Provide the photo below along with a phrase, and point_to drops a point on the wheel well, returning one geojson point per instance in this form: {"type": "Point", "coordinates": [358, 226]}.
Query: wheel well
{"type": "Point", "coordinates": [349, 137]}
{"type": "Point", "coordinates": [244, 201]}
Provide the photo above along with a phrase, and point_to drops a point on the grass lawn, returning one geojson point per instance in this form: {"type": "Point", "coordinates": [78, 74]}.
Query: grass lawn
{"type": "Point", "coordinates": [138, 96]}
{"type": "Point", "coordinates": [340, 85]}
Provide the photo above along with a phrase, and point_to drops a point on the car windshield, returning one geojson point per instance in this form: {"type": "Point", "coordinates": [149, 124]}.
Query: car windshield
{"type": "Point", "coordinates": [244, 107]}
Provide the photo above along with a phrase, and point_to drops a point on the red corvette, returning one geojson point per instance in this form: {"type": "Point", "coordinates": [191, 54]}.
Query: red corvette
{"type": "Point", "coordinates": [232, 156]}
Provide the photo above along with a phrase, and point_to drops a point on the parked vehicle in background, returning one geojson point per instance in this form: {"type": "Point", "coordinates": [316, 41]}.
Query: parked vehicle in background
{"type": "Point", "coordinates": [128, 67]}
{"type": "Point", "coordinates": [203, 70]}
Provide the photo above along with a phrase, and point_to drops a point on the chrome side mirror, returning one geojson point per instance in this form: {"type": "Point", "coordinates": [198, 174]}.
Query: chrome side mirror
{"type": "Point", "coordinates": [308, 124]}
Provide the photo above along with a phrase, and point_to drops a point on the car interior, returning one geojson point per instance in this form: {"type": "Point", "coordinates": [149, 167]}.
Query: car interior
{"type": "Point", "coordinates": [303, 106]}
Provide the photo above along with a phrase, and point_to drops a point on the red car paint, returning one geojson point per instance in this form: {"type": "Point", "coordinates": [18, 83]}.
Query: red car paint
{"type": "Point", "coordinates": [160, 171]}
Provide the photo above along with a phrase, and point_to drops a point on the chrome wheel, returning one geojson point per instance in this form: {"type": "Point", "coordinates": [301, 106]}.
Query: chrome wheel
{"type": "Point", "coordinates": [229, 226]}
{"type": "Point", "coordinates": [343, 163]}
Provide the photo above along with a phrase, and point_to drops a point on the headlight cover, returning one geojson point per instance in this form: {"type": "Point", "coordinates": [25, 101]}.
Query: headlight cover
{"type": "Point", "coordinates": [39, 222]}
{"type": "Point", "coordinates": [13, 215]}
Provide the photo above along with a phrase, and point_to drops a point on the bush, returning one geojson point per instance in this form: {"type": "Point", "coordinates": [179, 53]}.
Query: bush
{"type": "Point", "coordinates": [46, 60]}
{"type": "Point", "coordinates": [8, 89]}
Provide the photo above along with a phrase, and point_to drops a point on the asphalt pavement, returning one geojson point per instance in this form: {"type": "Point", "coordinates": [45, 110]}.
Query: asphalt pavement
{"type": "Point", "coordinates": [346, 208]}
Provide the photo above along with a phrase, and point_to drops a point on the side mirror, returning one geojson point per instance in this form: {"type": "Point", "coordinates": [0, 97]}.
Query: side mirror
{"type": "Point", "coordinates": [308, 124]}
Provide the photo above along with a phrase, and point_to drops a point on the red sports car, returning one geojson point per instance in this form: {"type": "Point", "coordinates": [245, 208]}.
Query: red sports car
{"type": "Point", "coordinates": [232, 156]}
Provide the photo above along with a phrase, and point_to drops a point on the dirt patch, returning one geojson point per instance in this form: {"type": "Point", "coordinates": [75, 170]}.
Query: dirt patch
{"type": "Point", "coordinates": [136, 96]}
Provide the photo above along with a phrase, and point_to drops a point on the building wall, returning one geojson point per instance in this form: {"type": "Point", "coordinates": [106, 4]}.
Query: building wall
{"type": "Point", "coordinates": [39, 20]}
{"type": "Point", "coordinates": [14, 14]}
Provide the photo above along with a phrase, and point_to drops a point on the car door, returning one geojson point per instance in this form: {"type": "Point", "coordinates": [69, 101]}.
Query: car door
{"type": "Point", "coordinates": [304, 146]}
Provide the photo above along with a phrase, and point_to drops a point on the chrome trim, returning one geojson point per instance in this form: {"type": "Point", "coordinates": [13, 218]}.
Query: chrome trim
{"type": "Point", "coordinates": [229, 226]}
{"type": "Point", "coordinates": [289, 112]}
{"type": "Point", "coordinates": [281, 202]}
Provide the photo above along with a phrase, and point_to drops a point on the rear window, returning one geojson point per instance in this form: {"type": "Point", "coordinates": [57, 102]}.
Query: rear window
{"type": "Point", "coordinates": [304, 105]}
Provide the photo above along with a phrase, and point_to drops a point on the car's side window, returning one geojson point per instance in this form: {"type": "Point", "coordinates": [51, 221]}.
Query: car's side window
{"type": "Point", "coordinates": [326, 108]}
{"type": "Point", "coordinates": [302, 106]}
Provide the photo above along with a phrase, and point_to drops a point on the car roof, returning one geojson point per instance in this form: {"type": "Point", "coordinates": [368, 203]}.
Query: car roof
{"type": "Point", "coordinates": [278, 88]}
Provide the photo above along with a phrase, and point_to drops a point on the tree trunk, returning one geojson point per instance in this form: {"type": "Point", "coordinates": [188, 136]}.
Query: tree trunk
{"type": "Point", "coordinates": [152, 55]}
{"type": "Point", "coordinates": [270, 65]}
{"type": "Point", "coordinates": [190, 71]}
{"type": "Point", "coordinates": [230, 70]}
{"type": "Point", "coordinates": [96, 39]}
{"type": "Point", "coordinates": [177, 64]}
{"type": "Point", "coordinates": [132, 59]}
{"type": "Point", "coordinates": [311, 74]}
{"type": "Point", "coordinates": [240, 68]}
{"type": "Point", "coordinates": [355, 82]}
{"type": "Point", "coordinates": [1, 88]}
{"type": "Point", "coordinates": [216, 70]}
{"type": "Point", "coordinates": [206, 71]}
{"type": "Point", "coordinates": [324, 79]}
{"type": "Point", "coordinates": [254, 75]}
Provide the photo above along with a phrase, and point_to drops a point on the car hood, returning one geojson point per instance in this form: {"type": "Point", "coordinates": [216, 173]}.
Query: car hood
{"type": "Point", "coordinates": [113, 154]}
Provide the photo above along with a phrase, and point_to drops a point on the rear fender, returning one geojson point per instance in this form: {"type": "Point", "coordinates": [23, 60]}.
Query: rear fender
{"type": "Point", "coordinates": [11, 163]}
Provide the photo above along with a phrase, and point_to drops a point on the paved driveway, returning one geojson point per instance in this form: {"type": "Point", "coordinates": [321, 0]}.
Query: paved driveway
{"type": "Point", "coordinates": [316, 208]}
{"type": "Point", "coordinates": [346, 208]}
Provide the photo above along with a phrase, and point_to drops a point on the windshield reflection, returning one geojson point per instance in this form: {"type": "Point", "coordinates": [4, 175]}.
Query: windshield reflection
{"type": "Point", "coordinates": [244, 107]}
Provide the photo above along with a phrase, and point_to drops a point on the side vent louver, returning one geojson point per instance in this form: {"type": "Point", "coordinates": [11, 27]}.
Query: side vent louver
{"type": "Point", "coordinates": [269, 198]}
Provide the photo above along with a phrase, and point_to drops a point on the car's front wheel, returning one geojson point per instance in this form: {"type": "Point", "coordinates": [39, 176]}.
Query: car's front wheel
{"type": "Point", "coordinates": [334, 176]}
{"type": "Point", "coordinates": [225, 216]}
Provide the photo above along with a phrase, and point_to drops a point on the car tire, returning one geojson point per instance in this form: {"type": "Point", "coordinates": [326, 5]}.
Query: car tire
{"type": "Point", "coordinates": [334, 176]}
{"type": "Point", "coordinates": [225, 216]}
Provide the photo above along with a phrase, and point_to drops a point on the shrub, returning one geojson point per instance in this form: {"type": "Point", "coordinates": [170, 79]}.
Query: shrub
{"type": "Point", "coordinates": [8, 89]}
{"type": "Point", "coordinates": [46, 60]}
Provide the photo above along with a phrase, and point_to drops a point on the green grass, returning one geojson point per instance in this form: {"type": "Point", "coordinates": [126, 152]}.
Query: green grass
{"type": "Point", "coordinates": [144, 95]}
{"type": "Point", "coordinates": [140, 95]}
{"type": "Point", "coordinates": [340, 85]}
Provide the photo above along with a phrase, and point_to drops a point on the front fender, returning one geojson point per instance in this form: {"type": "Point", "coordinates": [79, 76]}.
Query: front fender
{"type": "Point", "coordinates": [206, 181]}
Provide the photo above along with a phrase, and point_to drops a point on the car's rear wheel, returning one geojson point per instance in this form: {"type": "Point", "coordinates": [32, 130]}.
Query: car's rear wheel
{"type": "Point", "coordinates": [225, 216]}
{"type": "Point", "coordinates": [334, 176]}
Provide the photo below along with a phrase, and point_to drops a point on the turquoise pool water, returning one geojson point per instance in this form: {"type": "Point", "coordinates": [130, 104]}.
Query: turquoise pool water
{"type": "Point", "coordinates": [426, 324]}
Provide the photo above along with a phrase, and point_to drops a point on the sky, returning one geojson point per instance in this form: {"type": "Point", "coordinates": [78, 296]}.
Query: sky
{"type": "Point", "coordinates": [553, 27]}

+ + +

*Directive:* Would you give again, word for word, every line from the one with "the car's rear" through the final line of the listing above?

*Response below:*
Provide the photo above along with a phrase, and point_to drops a point on the car's rear wheel, returning one geojson point per instance in this form: {"type": "Point", "coordinates": [32, 130]}.
Query: car's rear wheel
{"type": "Point", "coordinates": [225, 216]}
{"type": "Point", "coordinates": [334, 176]}
Provide the photo below along with a phrase, and point_to drops a point on the turquoise pool water, returning one geojson point per instance in this form: {"type": "Point", "coordinates": [130, 104]}.
Query: turquoise pool water
{"type": "Point", "coordinates": [426, 324]}
Provide the photo above along with a phrase, and point_to drops a point on the sky, returning one geojson point per instance in this form: {"type": "Point", "coordinates": [78, 296]}.
Query: sky
{"type": "Point", "coordinates": [553, 27]}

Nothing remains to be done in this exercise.